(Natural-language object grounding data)

________

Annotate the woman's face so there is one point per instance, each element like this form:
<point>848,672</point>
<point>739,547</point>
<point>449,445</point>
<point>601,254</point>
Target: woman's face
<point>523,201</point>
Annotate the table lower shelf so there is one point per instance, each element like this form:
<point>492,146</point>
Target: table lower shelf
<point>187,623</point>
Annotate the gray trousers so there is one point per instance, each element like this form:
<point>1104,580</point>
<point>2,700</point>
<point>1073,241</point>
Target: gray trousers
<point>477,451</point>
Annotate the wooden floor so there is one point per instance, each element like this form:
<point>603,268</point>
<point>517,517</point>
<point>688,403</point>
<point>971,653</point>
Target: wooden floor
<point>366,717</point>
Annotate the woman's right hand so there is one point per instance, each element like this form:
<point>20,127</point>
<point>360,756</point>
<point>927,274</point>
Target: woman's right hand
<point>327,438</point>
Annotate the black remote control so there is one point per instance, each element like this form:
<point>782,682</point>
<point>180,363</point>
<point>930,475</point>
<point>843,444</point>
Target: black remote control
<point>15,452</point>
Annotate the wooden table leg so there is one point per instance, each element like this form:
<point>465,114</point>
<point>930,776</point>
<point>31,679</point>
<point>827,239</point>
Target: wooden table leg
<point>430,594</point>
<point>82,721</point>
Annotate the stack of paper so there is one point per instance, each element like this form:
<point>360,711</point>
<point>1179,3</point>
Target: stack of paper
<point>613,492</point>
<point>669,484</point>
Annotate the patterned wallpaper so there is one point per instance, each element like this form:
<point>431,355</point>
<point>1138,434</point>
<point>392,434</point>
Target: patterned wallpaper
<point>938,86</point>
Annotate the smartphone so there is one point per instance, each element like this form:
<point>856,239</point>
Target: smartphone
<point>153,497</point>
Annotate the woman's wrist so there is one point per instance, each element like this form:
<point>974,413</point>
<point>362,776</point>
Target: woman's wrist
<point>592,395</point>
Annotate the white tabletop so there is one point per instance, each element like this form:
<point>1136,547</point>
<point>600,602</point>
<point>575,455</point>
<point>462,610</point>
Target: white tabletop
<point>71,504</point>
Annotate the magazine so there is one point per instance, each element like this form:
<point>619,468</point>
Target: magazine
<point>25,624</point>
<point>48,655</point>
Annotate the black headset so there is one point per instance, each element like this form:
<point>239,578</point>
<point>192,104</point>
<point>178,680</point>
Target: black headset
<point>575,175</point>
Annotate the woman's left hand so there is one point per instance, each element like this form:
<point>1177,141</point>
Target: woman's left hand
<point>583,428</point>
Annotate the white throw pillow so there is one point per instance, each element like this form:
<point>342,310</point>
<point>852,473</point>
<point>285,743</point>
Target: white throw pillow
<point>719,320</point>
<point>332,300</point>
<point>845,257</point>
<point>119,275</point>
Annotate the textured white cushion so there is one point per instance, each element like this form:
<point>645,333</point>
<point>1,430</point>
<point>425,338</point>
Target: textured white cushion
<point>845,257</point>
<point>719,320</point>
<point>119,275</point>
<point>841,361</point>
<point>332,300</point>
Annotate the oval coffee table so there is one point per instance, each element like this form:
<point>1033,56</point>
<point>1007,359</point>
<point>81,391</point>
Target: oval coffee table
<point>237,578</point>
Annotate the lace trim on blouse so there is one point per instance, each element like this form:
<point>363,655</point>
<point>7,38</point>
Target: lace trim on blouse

________

> [Brief]: Output only the lines from the one that contains "<point>81,391</point>" through the final line of the records, exactly as given.

> [Output]:
<point>81,391</point>
Target: oval coffee table
<point>237,578</point>
Annotate the lace trim on blouse so there is one point per instance, each element like this form:
<point>363,655</point>
<point>7,38</point>
Target: lace trim on blouse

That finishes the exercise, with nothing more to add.